- _WHAT YOU NEED TO DO_
Copy all lines below exactly as written. Leave pictures out.

- _MATERIAL PROVIDED_

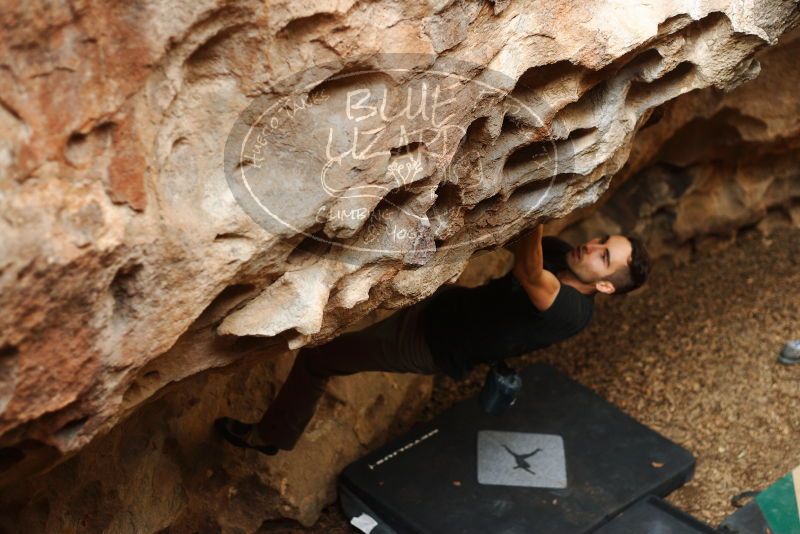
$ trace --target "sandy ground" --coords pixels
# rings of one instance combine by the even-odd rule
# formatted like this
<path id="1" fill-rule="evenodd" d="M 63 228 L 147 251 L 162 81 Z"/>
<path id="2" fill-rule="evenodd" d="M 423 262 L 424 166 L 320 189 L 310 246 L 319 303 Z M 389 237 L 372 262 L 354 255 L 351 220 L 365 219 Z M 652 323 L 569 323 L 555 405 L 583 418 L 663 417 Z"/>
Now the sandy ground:
<path id="1" fill-rule="evenodd" d="M 776 363 L 796 338 L 800 230 L 750 230 L 686 266 L 658 263 L 646 288 L 597 297 L 581 334 L 511 363 L 551 363 L 692 451 L 695 478 L 668 500 L 717 525 L 733 495 L 800 464 L 800 366 Z M 424 418 L 477 394 L 485 373 L 437 378 Z M 270 531 L 354 532 L 335 505 L 312 528 Z"/>

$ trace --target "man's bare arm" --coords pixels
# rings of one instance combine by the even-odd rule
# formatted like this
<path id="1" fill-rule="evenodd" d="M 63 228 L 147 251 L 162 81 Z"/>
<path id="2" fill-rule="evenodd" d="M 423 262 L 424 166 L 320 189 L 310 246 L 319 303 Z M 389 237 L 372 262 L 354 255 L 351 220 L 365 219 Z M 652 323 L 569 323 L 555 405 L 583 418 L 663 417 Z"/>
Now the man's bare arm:
<path id="1" fill-rule="evenodd" d="M 534 306 L 545 311 L 556 299 L 561 282 L 550 271 L 544 269 L 542 260 L 542 235 L 540 224 L 534 230 L 506 245 L 514 253 L 512 273 L 525 289 Z"/>

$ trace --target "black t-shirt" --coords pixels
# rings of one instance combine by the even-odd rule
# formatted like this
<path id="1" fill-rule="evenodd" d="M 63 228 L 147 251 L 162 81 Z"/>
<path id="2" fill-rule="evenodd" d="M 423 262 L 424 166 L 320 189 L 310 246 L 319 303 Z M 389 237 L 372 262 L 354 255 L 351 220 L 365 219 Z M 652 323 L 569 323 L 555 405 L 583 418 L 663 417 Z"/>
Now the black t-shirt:
<path id="1" fill-rule="evenodd" d="M 544 268 L 566 270 L 572 246 L 556 237 L 542 239 Z M 592 317 L 594 298 L 561 284 L 555 301 L 539 311 L 509 272 L 476 288 L 437 291 L 422 312 L 425 339 L 437 366 L 463 378 L 475 365 L 525 354 L 583 330 Z"/>

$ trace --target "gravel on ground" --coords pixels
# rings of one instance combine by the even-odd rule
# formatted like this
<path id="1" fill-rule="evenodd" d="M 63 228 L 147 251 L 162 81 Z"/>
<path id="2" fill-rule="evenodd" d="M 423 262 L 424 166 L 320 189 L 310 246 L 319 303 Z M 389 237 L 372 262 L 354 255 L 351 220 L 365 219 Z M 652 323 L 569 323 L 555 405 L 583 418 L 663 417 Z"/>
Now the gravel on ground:
<path id="1" fill-rule="evenodd" d="M 717 525 L 732 496 L 800 464 L 800 365 L 776 361 L 800 338 L 800 229 L 740 232 L 724 250 L 698 250 L 681 267 L 659 261 L 644 288 L 595 302 L 586 330 L 510 363 L 550 363 L 689 449 L 694 479 L 668 501 Z M 422 418 L 477 394 L 486 371 L 438 377 Z M 333 505 L 314 527 L 283 532 L 352 530 Z"/>

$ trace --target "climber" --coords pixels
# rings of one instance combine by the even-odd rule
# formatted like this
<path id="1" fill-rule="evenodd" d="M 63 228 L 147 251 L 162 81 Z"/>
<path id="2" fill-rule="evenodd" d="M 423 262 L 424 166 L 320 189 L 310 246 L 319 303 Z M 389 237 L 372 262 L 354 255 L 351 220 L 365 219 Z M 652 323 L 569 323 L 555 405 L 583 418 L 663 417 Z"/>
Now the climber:
<path id="1" fill-rule="evenodd" d="M 257 423 L 214 422 L 229 443 L 273 455 L 291 450 L 329 377 L 362 371 L 465 377 L 479 363 L 519 356 L 574 336 L 589 323 L 594 295 L 641 286 L 650 271 L 635 237 L 606 235 L 578 247 L 542 237 L 541 225 L 505 245 L 514 266 L 477 288 L 446 287 L 364 330 L 303 348 Z"/>

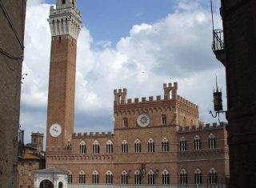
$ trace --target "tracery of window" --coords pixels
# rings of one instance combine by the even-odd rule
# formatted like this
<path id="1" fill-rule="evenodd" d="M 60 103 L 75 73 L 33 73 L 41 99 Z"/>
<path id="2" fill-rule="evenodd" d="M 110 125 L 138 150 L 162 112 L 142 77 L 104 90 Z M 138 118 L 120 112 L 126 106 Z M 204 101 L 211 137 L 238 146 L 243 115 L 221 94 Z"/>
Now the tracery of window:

- _TASK SOLUTION_
$ trace --target "sandy ground" --coords pixels
# rings of one instance combine by the even-odd rule
# formatted like this
<path id="1" fill-rule="evenodd" d="M 63 228 L 147 251 L 162 81 Z"/>
<path id="2" fill-rule="evenodd" d="M 423 262 L 424 166 L 320 189 L 310 246 L 319 303 Z M 389 237 L 372 262 L 354 255 L 351 220 L 365 219 Z M 652 323 L 569 323 L 555 405 L 583 418 L 663 417 Z"/>
Now the sandy ground:
<path id="1" fill-rule="evenodd" d="M 776 363 L 796 338 L 800 230 L 750 230 L 686 266 L 658 263 L 646 288 L 597 297 L 581 334 L 511 363 L 551 363 L 692 451 L 695 478 L 668 500 L 717 525 L 733 495 L 800 464 L 800 366 Z M 424 418 L 477 394 L 485 373 L 437 378 Z M 270 531 L 354 532 L 335 505 L 312 528 Z"/>

$ trace --target "man's bare arm" --coords pixels
# rings of one instance combine by the even-odd rule
# formatted like this
<path id="1" fill-rule="evenodd" d="M 63 228 L 147 251 L 162 81 Z"/>
<path id="2" fill-rule="evenodd" d="M 423 262 L 424 166 L 320 189 L 310 246 L 319 303 Z M 389 237 L 372 262 L 354 255 L 351 220 L 365 219 Z M 652 323 L 569 323 L 555 405 L 583 418 L 663 417 Z"/>
Now the man's bare arm:
<path id="1" fill-rule="evenodd" d="M 534 306 L 545 311 L 556 299 L 561 282 L 550 271 L 544 269 L 542 260 L 542 235 L 540 224 L 534 230 L 506 245 L 514 253 L 512 273 L 525 289 Z"/>

$ trace --target "black t-shirt" --coords pixels
# rings of one instance combine by the even-odd rule
# formatted like this
<path id="1" fill-rule="evenodd" d="M 63 228 L 147 251 L 162 81 Z"/>
<path id="2" fill-rule="evenodd" d="M 423 262 L 424 166 L 320 189 L 310 246 L 319 303 Z M 389 237 L 372 262 L 354 255 L 351 220 L 365 219 Z M 652 323 L 569 323 L 555 405 L 583 418 L 663 417 Z"/>
Now the black t-shirt:
<path id="1" fill-rule="evenodd" d="M 544 268 L 566 270 L 572 246 L 556 237 L 542 239 Z M 592 317 L 594 298 L 561 284 L 555 301 L 539 311 L 509 272 L 476 288 L 437 291 L 422 312 L 425 339 L 437 366 L 463 378 L 475 365 L 525 354 L 583 330 Z"/>

$ trace --target "gravel on ground" --coords pixels
# rings of one instance combine by the even-odd rule
# formatted like this
<path id="1" fill-rule="evenodd" d="M 63 228 L 147 251 L 162 81 Z"/>
<path id="2" fill-rule="evenodd" d="M 423 262 L 424 166 L 320 189 L 310 246 L 319 303 Z M 389 237 L 372 262 L 354 255 L 351 220 L 365 219 Z M 652 323 L 569 323 L 555 405 L 583 418 L 663 417 Z"/>
Now the gravel on ground:
<path id="1" fill-rule="evenodd" d="M 717 525 L 732 496 L 800 464 L 800 365 L 776 361 L 800 338 L 800 229 L 740 232 L 724 250 L 698 250 L 681 267 L 659 261 L 644 288 L 595 302 L 586 330 L 510 363 L 550 363 L 689 449 L 694 479 L 668 501 Z M 422 418 L 477 394 L 486 371 L 438 377 Z M 333 505 L 314 527 L 283 532 L 352 530 Z"/>

$ trace --target "climber" --coords pixels
# rings of one instance combine by the even-odd rule
# formatted like this
<path id="1" fill-rule="evenodd" d="M 63 228 L 147 251 L 162 81 Z"/>
<path id="2" fill-rule="evenodd" d="M 423 262 L 424 166 L 320 189 L 310 246 L 319 303 Z M 389 237 L 372 262 L 354 255 L 351 220 L 365 219 Z M 652 323 L 569 323 L 555 405 L 583 418 L 663 417 Z"/>
Now the climber:
<path id="1" fill-rule="evenodd" d="M 257 423 L 214 422 L 229 443 L 273 455 L 291 450 L 329 377 L 362 371 L 465 377 L 479 363 L 519 356 L 574 336 L 589 323 L 594 295 L 641 286 L 650 271 L 635 237 L 606 235 L 578 247 L 542 237 L 541 225 L 505 245 L 514 266 L 477 288 L 446 287 L 364 330 L 303 348 Z"/>

$ trace --target "tracery of window" --coords pixels
# rings of one instance combine by the even-odd rule
# formatted like this
<path id="1" fill-rule="evenodd" d="M 60 103 L 75 73 L 33 73 L 41 99 Z"/>
<path id="2" fill-rule="evenodd" d="M 110 125 L 138 150 L 162 112 L 142 77 L 104 90 Z M 138 118 L 120 112 L 126 106 Z M 204 101 L 211 137 L 238 146 L 243 115 L 221 94 Z"/>
Now the tracery of window:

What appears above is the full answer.